(Exercise instructions)
- 1) Answer these questions from the Fairlearn measurement and fairness thread:
(a) Which paper had been discussed in the meeting that the opening post refers to?
(b) Which three formats does the opening post list as possible ways to explain the main concepts?
(c) How long does riedgar-ms suggest a short animated video should be?
- 2) Continue the Fairlearn measurement and fairness thread, starting right after the reply "Excellent point!"
Start of Document passage
Measurement and Fairness: Next Steps for Fairlearn #707

hildeweerts · 2021-02-25T18:15:38Z

hildeweerts
Feb 25, 2021
Maintainer

Hi everybody!

I really enjoyed today's discussion on the measurement and fairness paper.
Perhaps we can use this discussion to already collect some of our thoughts about the paper and implications for fairlearn before next week's meeting.

Some of my thoughts

Because people involved in ML development typically come from a variety of backgrounds, one of my priorities would be to make any materials/tools as accessible as possible. So most of the questions I'm thinking about are related to ensuring the learning materials are suitable for the audience.

What is a good way to explain the main concepts: measurement modeling (including proxy variables), construct validity and construct reliability? What format would work best for this (a blog post, a video, an interactive walk-through)? How can we best balance in-depth discussion with the time constraints that practitioners might have?
How can we best explain the ways in which fairness and construct validity/reliability are related? Is a blog post format sufficient? Would it be useful to create "exercises" to drive the message home? Would some form of simulation help to further exemplify the relationship between measurement(/data collection) practices and fairness?
How can we use the lens of measurement modeling to help people realize that different fairness metrics operationalize different theoretical understandings of fairness? Can we integrate these ideas in e.g., the user guide/docs?
What tools and techniques are available for scientists to help them with assessing construct validity? How is this typically taught in computational social sciences? Which of these tools and techniques are most relevant for machine learning practitioners in relation to fairness? What is a good format that can assist practitioners in their daily work?

riedgar-ms · 2021-02-25T19:36:49Z

riedgar-ms
Feb 25, 2021
Maintainer

Thanks for starting this discussion! One immediate comment is that when it comes to "what format would work best for this" I think that 'format' should be plural. We can present the same information in multiple ways, and reach different audiences. Some people might like a section of the user guide which condenses the paper. Others might respond well to a short animated video (under five minutes say - not that I'm volunteering to do the animations).

1 reply

hildeweerts Feb 25, 2021
Maintainer Author

Excellent point!
End of Document passage
Start of Source material
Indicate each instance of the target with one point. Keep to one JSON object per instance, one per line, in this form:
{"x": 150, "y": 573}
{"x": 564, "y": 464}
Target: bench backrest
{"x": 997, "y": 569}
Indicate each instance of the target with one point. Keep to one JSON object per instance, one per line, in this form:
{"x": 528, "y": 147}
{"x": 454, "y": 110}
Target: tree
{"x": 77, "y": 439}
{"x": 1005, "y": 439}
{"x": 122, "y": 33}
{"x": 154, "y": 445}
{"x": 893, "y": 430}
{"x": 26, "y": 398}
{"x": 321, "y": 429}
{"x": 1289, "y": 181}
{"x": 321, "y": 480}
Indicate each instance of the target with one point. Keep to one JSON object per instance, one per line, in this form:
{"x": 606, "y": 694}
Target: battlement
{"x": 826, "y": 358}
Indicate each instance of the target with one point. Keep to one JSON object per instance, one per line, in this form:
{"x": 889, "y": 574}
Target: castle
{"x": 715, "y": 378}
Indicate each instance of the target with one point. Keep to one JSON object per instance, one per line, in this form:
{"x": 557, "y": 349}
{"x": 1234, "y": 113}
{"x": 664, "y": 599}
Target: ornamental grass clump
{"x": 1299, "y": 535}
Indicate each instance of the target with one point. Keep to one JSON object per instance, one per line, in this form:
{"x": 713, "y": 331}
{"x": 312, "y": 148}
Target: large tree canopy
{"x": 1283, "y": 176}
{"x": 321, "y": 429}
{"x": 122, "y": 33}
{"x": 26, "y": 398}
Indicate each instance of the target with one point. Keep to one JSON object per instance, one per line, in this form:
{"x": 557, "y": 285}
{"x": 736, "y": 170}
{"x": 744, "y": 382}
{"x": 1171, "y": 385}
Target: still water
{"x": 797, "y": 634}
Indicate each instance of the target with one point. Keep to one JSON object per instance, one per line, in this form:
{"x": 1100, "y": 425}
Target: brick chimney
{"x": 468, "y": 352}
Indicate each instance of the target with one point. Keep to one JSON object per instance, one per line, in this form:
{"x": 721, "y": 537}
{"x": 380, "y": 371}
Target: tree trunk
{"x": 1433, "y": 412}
End of Source material
Start of Source material
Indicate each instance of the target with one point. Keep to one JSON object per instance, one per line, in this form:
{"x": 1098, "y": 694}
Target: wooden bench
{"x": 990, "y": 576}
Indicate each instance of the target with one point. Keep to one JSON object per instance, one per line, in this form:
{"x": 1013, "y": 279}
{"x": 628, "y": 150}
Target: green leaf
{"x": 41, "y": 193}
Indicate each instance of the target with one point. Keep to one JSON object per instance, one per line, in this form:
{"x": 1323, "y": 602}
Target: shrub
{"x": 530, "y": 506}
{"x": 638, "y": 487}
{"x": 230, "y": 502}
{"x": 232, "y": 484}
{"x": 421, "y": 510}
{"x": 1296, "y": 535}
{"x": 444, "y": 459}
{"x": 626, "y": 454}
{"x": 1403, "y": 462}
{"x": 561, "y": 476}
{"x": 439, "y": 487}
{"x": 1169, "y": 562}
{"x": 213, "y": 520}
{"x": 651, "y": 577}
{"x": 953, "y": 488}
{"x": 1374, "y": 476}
End of Source material
(Responses to the exercise)
- 1)
(a) The measurement and fairness paper.
(b) A blog post, a video, and an interactive walk-through.
(c) Under five minutes.

- 2)
LeJit · 2021-02-25T21:26:32Z

LeJit
Feb 25, 2021

Regarding Comp. Social Science tools, I think lavaan is the most used R package for techniques like confirmatory factor analysis. We can also look to the Personality Project for both how to design educational content around measurement modeling and how to build specific tooling (the R psych package).
On the education side, I think a blog post would be the easiest way to introduce the topic. I think something more involved, such as an interactive walk-through or exercises, is better suited for when we have tooling in Fairlearn around the concept.

1 reply

hildeweerts Mar 3, 2021
Maintainer Author

These are great examples!

From your background in both social sciences and data science, what kind of tools/techniques do you think are most relevant and reasonable for data scientists, particularly those who have a background in computer science and not so much in (applied) statistics? E.g., I have some limited experience with (organizational) psychology from my BSc, but I would be pretty intimidated if somebody told me to do a confirmatory factor analysis for a data science project.

Perhaps we can try to identify the "must have" concepts/techniques that any data scientist who cares about fairness should know about, as well as some more "nice to haves" for those who are already more familiar with it or who want to learn more. What do you think?

LisaIbanez · 2021-02-26T01:56:48Z

LisaIbanez
Feb 26, 2021

Yes, great and necessary paper and discussion! Thanks for starting this and your important qs about how to make the info accessible and implementable, Hilde.

As a psychologist, I will say it’s tricky and can be resource intensive even though my field is so concerned with these principles/metrics. While the social sciences are very mindful of construct reliability and validity in measurement development, a lot of the work has been “checked and balanced” by reviewers who assess study design for funding and reviewers on the journal publication end—so there are a lot of guardrails to keep us “honest” and rigorous. Closely related, we tend to have the luxury of designing studies and collecting data in a way that will let us answer the primary questions relating to validity and reliability. So this is my long-winded way of stating the obvious that it may be very challenging (or impossible) for data scientists to check all the boxes. One way to generate and present different strategies might be by starting with how much control, if any, does the data scientist have in dictating the features that are being collected (new ongoing data collection vs. existing data).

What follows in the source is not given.